#### Problem description:
Restate each entry word for word, leaving nothing out.

________

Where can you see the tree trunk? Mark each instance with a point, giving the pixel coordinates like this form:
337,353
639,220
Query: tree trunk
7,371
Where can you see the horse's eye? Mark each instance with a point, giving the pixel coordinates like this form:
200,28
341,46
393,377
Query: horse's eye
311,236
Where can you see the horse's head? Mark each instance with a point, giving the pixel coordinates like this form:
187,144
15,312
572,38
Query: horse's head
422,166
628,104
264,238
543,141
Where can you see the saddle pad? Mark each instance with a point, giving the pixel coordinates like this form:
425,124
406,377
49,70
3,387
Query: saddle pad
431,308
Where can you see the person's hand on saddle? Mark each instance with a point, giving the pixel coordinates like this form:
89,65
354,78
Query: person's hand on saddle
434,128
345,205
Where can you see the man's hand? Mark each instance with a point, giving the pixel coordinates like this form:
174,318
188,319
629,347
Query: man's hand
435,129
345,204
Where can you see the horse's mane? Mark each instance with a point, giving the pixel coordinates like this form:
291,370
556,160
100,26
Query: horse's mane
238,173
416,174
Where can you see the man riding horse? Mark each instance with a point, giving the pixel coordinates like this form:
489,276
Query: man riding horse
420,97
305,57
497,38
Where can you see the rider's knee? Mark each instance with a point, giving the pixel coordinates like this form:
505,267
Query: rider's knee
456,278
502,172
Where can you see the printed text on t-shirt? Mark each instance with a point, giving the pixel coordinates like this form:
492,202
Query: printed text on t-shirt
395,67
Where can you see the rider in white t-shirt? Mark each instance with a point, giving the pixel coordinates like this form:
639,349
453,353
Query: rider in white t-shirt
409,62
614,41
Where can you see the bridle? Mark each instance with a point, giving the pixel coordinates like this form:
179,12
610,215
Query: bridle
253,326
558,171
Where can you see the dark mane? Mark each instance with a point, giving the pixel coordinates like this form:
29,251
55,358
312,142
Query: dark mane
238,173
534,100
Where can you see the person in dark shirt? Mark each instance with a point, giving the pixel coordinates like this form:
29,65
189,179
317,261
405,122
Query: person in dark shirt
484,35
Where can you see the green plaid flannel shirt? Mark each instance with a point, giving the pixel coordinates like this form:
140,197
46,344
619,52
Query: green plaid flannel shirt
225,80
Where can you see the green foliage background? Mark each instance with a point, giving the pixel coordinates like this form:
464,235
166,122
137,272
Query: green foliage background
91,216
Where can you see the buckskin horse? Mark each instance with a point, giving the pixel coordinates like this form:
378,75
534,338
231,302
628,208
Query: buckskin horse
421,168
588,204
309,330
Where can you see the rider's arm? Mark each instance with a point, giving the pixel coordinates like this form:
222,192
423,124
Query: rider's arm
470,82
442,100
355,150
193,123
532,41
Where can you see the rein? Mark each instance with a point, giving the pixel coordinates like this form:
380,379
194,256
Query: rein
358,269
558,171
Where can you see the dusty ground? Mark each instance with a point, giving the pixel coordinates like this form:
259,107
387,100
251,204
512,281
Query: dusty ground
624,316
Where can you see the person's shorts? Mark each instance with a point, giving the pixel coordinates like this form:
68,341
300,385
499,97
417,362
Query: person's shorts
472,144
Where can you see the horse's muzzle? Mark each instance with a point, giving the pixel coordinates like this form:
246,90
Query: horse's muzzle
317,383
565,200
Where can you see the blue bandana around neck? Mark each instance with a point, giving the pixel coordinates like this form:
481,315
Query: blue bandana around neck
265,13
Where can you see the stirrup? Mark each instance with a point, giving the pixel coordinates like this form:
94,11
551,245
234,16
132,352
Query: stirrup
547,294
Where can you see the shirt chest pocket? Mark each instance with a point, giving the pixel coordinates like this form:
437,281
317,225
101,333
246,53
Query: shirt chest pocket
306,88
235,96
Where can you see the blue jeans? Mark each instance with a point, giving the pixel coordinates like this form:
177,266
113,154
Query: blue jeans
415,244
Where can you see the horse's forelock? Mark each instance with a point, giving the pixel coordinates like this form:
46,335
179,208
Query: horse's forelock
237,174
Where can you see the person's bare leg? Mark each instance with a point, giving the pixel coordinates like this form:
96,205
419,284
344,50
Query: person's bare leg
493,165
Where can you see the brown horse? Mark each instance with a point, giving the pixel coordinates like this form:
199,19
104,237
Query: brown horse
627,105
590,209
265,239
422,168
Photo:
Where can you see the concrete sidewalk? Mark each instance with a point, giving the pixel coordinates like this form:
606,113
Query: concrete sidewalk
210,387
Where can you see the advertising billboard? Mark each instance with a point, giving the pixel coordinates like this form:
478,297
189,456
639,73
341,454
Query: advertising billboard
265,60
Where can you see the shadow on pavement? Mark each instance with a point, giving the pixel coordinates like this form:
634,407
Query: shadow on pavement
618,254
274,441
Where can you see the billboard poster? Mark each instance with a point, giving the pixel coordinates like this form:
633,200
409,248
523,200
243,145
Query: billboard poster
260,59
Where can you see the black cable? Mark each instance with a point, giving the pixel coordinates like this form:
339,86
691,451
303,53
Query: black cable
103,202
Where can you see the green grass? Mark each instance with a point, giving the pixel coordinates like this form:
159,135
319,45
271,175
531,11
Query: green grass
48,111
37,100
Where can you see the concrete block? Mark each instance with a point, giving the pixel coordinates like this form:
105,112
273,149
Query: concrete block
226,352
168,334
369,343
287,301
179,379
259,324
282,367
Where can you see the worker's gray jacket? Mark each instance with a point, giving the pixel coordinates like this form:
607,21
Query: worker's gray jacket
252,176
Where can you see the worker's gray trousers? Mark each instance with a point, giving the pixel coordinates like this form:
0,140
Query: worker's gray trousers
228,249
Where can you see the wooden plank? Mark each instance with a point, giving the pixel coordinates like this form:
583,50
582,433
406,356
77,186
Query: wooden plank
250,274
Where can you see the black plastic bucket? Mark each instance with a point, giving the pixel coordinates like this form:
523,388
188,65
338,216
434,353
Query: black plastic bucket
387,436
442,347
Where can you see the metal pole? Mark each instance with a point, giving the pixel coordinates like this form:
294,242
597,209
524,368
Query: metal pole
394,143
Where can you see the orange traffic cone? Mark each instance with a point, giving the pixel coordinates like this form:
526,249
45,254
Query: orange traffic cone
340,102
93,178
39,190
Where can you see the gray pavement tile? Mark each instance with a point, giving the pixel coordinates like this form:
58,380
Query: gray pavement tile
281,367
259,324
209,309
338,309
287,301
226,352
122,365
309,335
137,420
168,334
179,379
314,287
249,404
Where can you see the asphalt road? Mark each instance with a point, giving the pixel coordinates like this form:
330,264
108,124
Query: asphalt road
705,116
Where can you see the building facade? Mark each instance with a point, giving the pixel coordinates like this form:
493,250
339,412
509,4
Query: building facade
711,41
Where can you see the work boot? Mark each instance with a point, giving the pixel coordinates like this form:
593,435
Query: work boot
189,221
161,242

________

#### Reply:
Where can you see the tree trunk? Mark each instance with a point, giving the pixel coordinates like this form:
337,353
639,220
Query: tree trunk
7,371
Where can you see the horse's eye? Mark each instance with a point, giving the pixel coordinates like this form:
200,28
341,46
393,377
Query: horse's eye
311,236
Where can you see the horse's head? Mark each instance with a point, giving the pixel coordinates like this form:
187,144
15,312
572,38
Query: horse's head
422,166
628,104
264,238
543,141
Where can you see the saddle pad? Mark each instance with a point, giving the pixel coordinates like this form:
425,124
406,377
49,70
3,387
Query: saddle pad
431,308
Where can you see the person's hand on saddle? Mark each instance with a point, giving the pixel coordinates like this form:
89,65
354,78
Query: person's hand on saddle
434,128
345,205
Where can you see the man's hand? Mark each instance with a point, giving the pixel coordinates like this form:
174,318
188,319
629,347
Query: man's hand
435,129
345,204
Where can you see the horse's mane? Mark each instance with a point, giving the pixel coordinates like this form:
291,370
556,160
100,26
Query: horse's mane
238,173
416,174
Where can you see the man riding horse? Mark each instance with a point, giving the pixel coordinates like this form:
489,276
Query: man riding horse
420,97
305,57
497,38
Where can you see the rider's knee? Mark each instance with a point, giving the pixel coordinates like this form:
505,267
Query: rider's knee
456,278
502,172
Where can you see the printed text on t-shirt? Mark each instance with a point, giving the pixel coordinates like this form:
492,202
Query: printed text on t-shirt
395,67
Where can you see the rider in white t-shirt? Mark each instance with a point, giving the pixel coordinates like this form:
639,349
453,353
Query: rider in white t-shirt
409,62
614,41
Where can you see the bridle? Mark each instance with a point, giving the pixel coordinates like this form:
179,12
610,215
Query: bridle
253,326
558,171
Where can you see the dark mane? Mark each instance with a point, giving the pixel coordinates like this form:
29,251
55,358
312,142
Query: dark mane
238,173
534,100
Where can you see the person in dark shirt? Mark each instance with a point, giving the pixel coordinates like this form:
29,65
189,179
317,261
405,122
Query: person in dark shirt
484,35
Where can you see the green plaid flannel shirt? Mark each instance with a point, giving the pixel coordinates like this form:
140,197
46,344
619,52
Query: green plaid flannel shirt
225,80
Where can you see the green foliage background? Mark each instance with a point, giving the pixel coordinates like this form:
464,235
166,122
137,272
Query: green foliage background
91,216
Where can you see the buckskin horse? Mark each instance with a point, giving the pixel coordinates like this form:
378,75
534,338
231,302
628,208
Query: buckskin horse
421,168
588,204
309,330
Where can you see the rider's arm? Mark each instance with a point, giving the pixel coordinates like this form:
222,192
423,124
Query: rider's arm
470,82
442,100
355,150
193,123
532,41
Where can you see the rein? Mark each instance with a point, giving the pixel coordinates like this form:
380,379
194,256
Query: rein
358,269
558,171
Where can you see the dusty ground? Mark each instance with a point, giving the pixel coordinates like this form:
259,107
387,100
251,204
512,281
Query: dusty ground
624,316
Where can you see the person's shorts? Mark each instance with a point, giving the pixel coordinates like this form:
68,341
300,385
499,97
417,362
Query: person's shorts
472,144
Where can you see the horse's muzzle? Mark each instance with a point, giving the pixel coordinates like this form:
246,90
Query: horse's muzzle
317,383
565,200
Where can you see the blue bandana around neck? Mark each instance with a point, giving the pixel coordinates like this form:
481,315
Query: blue bandana around neck
265,13
Where can you see the stirrup? Mark each instance with a point, giving the pixel coordinates like this form:
94,11
551,245
234,16
132,352
Query: stirrup
547,294
Where can you see the shirt chest pocket? Mark each instance with a point, giving the pixel coordinates like this form:
437,281
317,225
101,333
246,53
Query: shirt chest pocket
306,88
235,96
Where can you see the blue jeans? Mark each instance with a point, giving the pixel coordinates like this form:
177,266
113,154
Query: blue jeans
415,244
Where can you see the horse's forelock? Mark each instance with a point, giving the pixel coordinates like this form:
46,335
179,208
Query: horse's forelock
237,174
Where can you see the person's bare leg? Mark each instance with a point, giving the pixel coordinates like this form:
96,205
419,284
344,50
Query: person's bare leg
493,165
Where can you see the brown horse? Mark each instance with a point, giving the pixel coordinates like this form:
199,19
104,237
Query: brown horse
627,105
590,209
265,239
422,168
Photo:
Where can you see the concrete sidewalk? Mark each instance with a point, giving the pixel coordinates like this form:
606,113
Query: concrete sidewalk
210,387
Where can you see the advertising billboard? Mark each instance with a point, giving the pixel coordinates like this form:
478,297
189,456
639,73
341,454
Query: advertising billboard
265,60
Where can you see the shadow on pavement? Mark each instance with a point, giving the pixel coordinates like this form:
634,407
Query: shadow on pavement
618,254
274,441
Where can you see the billboard poster? Mark each instance with a point, giving the pixel coordinates like this form:
633,200
409,248
523,200
243,145
Query: billboard poster
260,59
Where can you see the black cable? Mark each instance with a point, giving the pixel coordinates like this form:
339,86
691,451
303,53
Query: black cable
103,202
Where can you see the green grass? Mark each instance with a point, giving the pixel coordinates like this form:
159,135
319,45
271,175
531,11
Query: green grass
48,111
37,100
Where can you see the concrete block? Mark each instance with a point, giving the pixel coordinates like this form:
105,112
273,149
Query: concrete block
226,352
168,334
369,343
287,301
179,379
259,324
282,367
Where can you see the worker's gray jacket? Mark each instance with a point, giving the pixel coordinates like this form:
607,21
Query: worker's gray jacket
252,176
Where can you see the worker's gray trousers? Mark each instance with a point, giving the pixel coordinates like this form:
0,140
Query: worker's gray trousers
228,249
Where can you see the wooden plank? Mark each instance with a point, giving the pixel coordinates like this form:
583,50
582,433
406,356
77,186
Query: wooden plank
250,274
Where can you see the black plastic bucket? Mark each instance with a point, giving the pixel coordinates like this form:
523,388
188,65
338,216
434,353
Query: black plastic bucket
387,436
442,347
Where can you see the metal pole? Mark each instance with a point, giving the pixel coordinates like this form:
294,242
597,209
524,368
Query: metal pole
394,143
Where can you see the orange traffic cone? Mark each instance with a point, giving the pixel coordinates like this form:
526,249
45,254
Query: orange traffic cone
340,102
93,178
39,190
Where can you see the gray pavement tile? Mark each instance with a point, giving the pixel coordinates like this form:
58,380
Query: gray pavement tile
281,367
259,324
209,309
338,309
287,301
226,352
122,365
309,335
137,420
168,334
179,379
314,287
249,404
Where can you see the asphalt road? Mark each instance with a point, giving the pixel coordinates like this form:
330,264
108,124
Query: asphalt road
705,116
Where can you see the building facade? Mark each instance with a point, giving the pixel coordinates like this form:
493,250
339,412
509,4
Query: building facade
711,41
Where can you see the work boot? Mark each instance with a point, giving the pixel coordinates like this form:
593,435
Query: work boot
189,221
161,242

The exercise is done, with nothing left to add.